____ Study material

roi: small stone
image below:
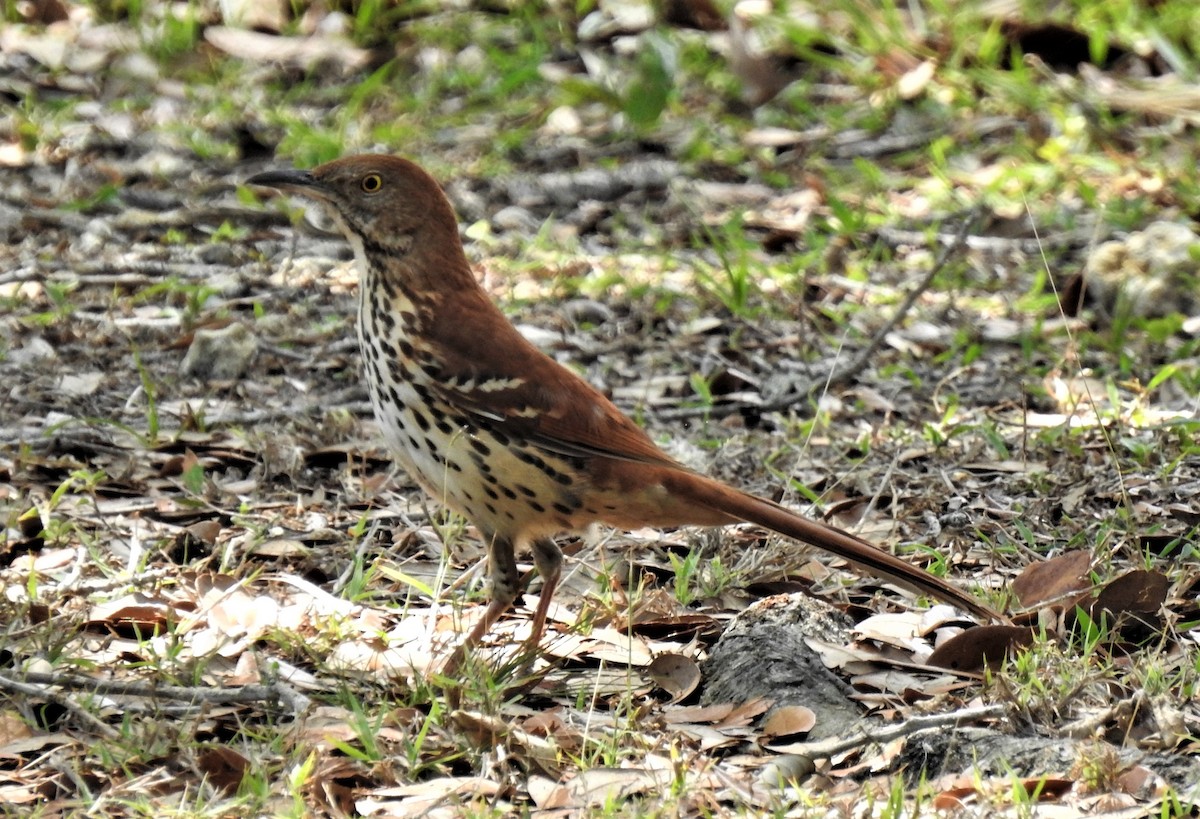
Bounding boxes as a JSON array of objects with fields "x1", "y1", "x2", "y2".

________
____ Study material

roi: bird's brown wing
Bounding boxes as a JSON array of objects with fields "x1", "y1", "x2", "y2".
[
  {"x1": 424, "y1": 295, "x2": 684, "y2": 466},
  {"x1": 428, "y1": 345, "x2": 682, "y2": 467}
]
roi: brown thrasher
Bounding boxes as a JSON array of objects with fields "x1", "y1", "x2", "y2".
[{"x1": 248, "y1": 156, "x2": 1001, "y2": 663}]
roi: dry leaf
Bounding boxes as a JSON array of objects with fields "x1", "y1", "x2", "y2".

________
____ Study material

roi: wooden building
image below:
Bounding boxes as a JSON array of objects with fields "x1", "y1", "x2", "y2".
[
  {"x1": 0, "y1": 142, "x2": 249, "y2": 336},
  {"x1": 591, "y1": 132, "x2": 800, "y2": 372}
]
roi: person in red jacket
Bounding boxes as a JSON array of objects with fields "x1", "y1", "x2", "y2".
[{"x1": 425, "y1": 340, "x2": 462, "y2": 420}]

________

• [Your assignment]
For every line above with the word "brown" in it, make a copy.

• [Exercise solution]
roi: bird's brown wing
roi: brown thrasher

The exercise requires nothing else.